» **PROBLEM TO WORK ON**
State how many of the lines below contain the string "fence", and give only the number.

[Start RECORDS PROVIDED]

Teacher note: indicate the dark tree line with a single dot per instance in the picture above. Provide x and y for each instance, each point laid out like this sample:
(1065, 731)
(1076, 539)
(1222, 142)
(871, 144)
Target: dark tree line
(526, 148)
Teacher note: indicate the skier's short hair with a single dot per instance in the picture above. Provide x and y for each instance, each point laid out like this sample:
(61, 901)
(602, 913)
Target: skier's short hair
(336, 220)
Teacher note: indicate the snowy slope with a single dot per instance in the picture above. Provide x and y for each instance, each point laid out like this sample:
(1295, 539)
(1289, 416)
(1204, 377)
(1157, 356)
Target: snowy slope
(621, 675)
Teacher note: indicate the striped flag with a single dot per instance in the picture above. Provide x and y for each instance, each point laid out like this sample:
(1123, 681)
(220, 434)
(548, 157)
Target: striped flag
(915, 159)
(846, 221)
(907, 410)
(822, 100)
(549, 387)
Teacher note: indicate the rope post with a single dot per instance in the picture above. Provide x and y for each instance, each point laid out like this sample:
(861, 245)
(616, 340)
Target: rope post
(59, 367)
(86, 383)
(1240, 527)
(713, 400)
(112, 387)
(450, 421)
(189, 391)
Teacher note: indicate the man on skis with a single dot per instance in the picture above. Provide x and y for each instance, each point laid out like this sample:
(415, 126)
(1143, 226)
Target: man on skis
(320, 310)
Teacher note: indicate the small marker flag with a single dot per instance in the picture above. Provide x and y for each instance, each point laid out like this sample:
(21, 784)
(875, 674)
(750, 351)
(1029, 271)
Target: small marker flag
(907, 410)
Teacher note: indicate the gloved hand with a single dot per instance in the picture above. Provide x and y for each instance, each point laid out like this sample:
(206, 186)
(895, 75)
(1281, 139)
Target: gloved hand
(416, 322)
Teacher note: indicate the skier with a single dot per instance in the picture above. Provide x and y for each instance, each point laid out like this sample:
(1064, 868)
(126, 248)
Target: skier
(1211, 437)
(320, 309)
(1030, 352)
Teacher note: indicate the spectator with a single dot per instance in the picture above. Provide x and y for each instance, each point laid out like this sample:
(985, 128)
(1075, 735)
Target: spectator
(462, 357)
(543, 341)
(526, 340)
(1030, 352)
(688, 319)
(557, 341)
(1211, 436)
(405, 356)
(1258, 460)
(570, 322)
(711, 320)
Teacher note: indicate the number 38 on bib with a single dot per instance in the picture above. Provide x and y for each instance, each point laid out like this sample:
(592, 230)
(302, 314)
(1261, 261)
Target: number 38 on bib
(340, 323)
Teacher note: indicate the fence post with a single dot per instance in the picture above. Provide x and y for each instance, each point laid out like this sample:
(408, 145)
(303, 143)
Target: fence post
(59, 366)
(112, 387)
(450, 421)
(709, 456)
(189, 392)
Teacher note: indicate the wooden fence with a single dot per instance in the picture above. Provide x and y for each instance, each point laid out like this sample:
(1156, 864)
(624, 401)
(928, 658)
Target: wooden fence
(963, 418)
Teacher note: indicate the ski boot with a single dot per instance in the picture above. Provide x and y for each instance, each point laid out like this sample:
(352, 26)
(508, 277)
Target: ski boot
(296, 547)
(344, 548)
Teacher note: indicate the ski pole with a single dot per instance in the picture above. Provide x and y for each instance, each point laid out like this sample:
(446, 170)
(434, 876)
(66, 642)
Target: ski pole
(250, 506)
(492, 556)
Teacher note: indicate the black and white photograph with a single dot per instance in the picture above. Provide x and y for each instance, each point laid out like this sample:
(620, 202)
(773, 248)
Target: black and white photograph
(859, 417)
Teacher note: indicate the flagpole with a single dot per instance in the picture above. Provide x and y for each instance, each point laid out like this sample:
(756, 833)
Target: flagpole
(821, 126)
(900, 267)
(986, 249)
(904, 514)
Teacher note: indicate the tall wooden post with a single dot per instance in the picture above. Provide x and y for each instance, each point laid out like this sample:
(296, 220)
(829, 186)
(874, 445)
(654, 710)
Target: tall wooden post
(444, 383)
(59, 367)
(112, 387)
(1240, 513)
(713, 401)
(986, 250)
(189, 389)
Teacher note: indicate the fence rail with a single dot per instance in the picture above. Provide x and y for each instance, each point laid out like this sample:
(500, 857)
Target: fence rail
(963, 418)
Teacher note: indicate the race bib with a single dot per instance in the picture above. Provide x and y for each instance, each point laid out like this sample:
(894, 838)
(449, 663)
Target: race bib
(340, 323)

[End RECORDS PROVIDED]
[Start RECORDS PROVIDED]

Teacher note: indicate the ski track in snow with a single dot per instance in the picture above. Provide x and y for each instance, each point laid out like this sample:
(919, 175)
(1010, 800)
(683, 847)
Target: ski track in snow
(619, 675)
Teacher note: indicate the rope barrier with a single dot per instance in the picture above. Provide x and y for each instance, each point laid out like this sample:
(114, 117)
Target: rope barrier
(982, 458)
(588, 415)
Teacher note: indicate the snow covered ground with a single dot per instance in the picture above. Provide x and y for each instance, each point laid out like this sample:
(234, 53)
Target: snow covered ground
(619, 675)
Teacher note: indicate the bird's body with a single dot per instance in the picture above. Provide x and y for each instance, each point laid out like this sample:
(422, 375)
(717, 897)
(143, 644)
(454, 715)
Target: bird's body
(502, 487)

[End RECORDS PROVIDED]

» **CORRECT OUTPUT**
6